Annotation records:
>> Start

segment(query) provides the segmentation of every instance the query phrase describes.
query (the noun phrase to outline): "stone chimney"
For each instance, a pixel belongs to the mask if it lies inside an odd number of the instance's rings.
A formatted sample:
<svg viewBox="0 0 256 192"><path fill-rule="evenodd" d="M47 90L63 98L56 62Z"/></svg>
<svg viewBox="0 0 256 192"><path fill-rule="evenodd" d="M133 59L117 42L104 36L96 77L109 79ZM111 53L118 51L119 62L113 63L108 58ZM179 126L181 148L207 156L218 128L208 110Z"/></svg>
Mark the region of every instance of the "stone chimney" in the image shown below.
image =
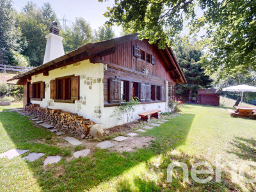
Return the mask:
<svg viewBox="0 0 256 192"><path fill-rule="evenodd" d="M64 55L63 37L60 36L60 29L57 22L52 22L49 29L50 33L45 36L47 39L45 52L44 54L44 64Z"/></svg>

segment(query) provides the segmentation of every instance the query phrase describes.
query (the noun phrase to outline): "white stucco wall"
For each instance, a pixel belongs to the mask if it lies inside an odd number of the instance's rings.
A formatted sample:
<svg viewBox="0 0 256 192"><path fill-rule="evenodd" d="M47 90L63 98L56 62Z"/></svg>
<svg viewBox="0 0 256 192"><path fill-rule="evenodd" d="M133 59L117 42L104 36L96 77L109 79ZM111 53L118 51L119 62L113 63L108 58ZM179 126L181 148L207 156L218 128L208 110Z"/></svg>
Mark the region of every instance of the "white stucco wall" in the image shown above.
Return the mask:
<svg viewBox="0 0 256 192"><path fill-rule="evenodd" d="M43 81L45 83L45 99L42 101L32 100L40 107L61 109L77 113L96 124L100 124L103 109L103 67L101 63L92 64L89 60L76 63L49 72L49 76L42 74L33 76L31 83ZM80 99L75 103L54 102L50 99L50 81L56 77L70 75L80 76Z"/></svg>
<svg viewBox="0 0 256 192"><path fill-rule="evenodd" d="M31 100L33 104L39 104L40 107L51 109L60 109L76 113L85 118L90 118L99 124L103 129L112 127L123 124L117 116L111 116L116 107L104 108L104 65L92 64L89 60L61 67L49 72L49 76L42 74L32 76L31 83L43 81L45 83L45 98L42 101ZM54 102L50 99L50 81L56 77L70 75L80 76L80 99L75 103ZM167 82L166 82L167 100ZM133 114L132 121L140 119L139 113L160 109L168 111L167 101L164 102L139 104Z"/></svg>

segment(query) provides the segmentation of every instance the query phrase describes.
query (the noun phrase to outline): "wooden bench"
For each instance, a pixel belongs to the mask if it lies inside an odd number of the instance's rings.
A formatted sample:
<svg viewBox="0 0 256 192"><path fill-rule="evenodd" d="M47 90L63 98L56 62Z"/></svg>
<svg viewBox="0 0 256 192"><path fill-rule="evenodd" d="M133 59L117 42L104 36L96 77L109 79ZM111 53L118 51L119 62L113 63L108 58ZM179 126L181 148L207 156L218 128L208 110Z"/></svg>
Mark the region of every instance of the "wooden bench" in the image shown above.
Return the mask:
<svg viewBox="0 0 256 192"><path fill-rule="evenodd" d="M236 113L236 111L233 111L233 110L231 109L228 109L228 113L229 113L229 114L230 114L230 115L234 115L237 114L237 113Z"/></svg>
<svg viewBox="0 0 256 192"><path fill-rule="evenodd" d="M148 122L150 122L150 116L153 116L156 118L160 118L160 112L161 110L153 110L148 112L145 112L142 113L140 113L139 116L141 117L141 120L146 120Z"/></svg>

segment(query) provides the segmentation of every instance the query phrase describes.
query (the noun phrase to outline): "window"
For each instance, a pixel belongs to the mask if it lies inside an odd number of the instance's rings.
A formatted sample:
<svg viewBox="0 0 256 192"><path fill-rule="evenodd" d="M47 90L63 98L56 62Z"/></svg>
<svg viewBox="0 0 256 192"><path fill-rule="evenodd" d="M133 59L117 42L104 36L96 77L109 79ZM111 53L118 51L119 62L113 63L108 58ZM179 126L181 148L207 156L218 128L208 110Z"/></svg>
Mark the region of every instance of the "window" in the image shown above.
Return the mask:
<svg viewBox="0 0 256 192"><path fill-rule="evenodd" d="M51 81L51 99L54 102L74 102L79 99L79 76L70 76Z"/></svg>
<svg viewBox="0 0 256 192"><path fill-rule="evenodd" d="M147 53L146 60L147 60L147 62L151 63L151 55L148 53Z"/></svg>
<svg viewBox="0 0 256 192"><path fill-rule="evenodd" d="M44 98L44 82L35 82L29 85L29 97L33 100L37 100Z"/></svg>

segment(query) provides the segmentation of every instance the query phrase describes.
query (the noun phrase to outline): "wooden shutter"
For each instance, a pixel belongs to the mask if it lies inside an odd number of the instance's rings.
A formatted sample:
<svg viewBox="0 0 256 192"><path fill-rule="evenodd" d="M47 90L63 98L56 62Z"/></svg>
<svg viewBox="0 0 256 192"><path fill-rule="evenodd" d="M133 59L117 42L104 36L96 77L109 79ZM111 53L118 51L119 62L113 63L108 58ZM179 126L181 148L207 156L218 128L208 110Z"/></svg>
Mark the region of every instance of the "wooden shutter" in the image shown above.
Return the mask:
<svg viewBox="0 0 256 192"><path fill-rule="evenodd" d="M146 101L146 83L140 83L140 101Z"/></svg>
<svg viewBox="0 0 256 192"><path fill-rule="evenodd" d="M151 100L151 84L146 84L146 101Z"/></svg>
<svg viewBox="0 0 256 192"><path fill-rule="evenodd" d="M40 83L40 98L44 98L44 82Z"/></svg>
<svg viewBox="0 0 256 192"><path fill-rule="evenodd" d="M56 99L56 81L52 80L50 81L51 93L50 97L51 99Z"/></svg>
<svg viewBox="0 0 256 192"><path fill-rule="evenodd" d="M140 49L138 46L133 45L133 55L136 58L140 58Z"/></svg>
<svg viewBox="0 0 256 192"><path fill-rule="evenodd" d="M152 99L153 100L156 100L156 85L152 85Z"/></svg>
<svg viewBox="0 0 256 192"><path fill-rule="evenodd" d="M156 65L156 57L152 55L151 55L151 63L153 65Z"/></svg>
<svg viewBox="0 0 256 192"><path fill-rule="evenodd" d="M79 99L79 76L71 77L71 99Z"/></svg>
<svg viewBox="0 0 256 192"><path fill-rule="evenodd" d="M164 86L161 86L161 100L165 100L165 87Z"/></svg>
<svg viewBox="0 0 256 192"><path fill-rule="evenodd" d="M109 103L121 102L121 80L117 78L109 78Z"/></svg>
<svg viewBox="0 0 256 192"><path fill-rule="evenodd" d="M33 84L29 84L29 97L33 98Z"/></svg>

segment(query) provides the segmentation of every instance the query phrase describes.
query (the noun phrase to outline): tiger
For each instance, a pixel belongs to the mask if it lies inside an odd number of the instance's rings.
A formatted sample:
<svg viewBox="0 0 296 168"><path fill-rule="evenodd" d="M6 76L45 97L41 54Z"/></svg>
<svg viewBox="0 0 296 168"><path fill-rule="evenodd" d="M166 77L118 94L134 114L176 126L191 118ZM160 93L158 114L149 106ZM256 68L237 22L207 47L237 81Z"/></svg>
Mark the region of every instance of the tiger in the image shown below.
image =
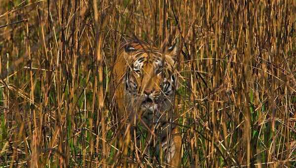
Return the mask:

>> End
>> Start

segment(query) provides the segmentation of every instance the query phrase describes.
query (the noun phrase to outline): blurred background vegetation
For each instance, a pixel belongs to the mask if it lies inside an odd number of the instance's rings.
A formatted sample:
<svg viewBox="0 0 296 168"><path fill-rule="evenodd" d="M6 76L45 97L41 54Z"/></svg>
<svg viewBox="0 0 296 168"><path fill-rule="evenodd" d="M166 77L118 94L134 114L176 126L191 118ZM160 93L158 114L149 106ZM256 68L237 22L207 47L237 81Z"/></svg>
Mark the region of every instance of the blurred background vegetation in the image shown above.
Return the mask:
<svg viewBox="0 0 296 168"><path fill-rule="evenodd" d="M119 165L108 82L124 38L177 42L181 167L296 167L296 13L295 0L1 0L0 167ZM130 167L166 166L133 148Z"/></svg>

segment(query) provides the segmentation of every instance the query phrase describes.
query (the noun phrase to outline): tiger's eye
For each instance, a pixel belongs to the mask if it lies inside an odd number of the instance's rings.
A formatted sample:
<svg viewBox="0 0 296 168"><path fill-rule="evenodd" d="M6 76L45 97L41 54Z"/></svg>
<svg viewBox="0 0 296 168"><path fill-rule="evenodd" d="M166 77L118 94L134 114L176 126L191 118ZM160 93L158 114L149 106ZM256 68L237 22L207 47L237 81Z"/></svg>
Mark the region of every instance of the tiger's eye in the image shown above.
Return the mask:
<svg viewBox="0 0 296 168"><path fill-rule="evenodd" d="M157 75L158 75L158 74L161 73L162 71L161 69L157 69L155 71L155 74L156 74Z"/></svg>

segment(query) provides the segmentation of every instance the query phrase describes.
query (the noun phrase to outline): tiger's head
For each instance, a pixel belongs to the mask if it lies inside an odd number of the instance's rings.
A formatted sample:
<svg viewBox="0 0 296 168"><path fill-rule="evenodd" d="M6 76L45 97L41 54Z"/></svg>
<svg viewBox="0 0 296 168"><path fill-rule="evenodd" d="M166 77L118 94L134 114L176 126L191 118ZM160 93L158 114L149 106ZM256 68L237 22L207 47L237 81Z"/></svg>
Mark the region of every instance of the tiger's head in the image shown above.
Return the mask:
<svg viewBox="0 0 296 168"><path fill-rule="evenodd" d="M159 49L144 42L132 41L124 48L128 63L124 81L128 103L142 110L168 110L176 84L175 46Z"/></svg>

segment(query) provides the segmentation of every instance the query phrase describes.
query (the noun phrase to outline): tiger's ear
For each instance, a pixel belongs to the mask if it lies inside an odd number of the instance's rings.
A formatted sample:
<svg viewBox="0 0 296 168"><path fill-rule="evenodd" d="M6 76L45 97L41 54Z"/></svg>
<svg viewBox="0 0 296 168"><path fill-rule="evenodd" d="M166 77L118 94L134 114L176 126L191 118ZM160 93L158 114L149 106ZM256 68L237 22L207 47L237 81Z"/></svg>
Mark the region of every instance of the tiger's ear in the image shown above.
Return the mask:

>> End

* **TASK BRIEF**:
Extract every line of the records above that contains the word "blurred". Case counts.

* **COMPLETE RESPONSE**:
query (the noun phrase to outline): blurred background vegetation
Mark the region of every instance of the blurred background vegetation in the image shown above.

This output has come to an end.